Dataset items:

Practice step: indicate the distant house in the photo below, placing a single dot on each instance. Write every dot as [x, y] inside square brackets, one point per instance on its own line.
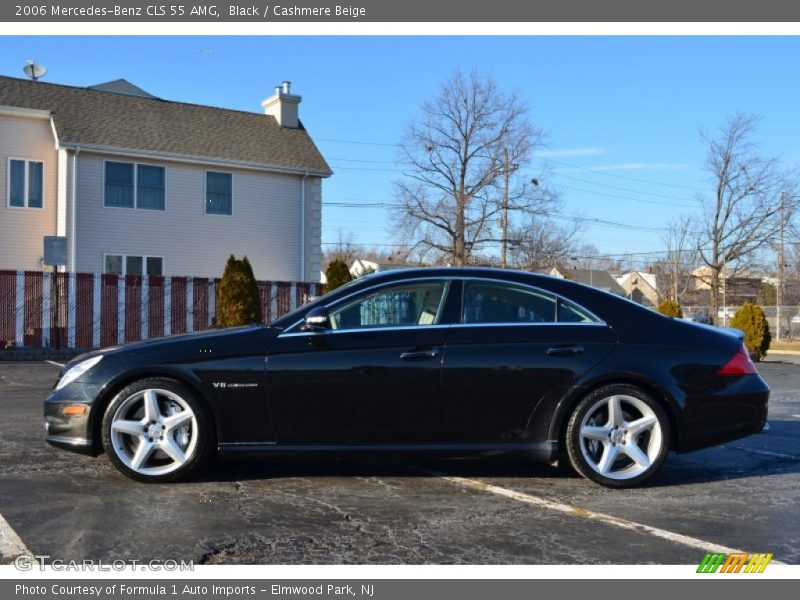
[600, 279]
[738, 288]
[140, 185]
[363, 266]
[640, 287]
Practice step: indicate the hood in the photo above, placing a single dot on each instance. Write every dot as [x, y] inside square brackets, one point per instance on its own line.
[209, 343]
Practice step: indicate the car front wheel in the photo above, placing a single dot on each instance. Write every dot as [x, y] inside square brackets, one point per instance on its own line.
[155, 430]
[618, 436]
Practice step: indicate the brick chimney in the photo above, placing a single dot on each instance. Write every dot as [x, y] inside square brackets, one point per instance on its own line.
[283, 105]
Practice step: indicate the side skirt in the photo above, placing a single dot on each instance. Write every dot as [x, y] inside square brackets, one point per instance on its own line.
[541, 451]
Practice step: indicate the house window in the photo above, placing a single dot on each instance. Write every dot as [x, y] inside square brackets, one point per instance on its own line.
[149, 187]
[219, 193]
[25, 183]
[132, 264]
[129, 185]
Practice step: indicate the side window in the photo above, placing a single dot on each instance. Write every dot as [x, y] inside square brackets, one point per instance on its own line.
[119, 185]
[25, 183]
[402, 305]
[572, 313]
[113, 264]
[219, 193]
[498, 303]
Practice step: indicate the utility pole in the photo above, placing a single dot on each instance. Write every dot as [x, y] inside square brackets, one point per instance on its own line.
[506, 176]
[675, 275]
[781, 264]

**Written request:** Retype every entry verbatim and exclude the pictures from the copy.

**Written answer:**
Practice step: indicate the distant house in the photo below, placing a single dot on each instance. Write every dot as [x, y] inside square brackets, one point per instance on its own line.
[600, 279]
[738, 288]
[140, 185]
[363, 266]
[640, 287]
Practice step: indicate the hood in the photo above, placing a single dot on each instance. Write every dot as [x, y] inside square brackets, one point per instance on its own line.
[209, 343]
Practice step: indicate the car front wheel in the photo above, placing a single dot on each instance. Write every dot as [x, y] inside square brackets, one point per instance on its own line.
[155, 430]
[618, 436]
Practice step: indicate the brick chimney in the photo above, placing a single dot on each instance. Write every dot as [x, y] inside square brackets, one point per instance on its own line.
[283, 105]
Practice step: indicate the side skirt in the photo above, placing a single dot on each instance. Write every dot as [x, y] inside square brackets, one point per instance on its own line.
[541, 451]
Practice step: indicate the house window in the photo above, placing a single dot on each instance. Write every dot as [x, y] inside square brackets, one point per instance on its own line.
[149, 187]
[219, 193]
[25, 183]
[132, 264]
[129, 185]
Practice step: indicate the side window in the photo above, placing a single dot on each instance. Write every dot as [x, y] inside square brackets, one point per instance on its own line.
[119, 185]
[25, 183]
[402, 305]
[572, 313]
[113, 264]
[219, 193]
[498, 303]
Practice step: indicate the utility pole in the photo above, placing a single dot on each instance. Write every dot as [x, y] inside square brackets, one point per instance on its own line.
[506, 176]
[675, 275]
[781, 264]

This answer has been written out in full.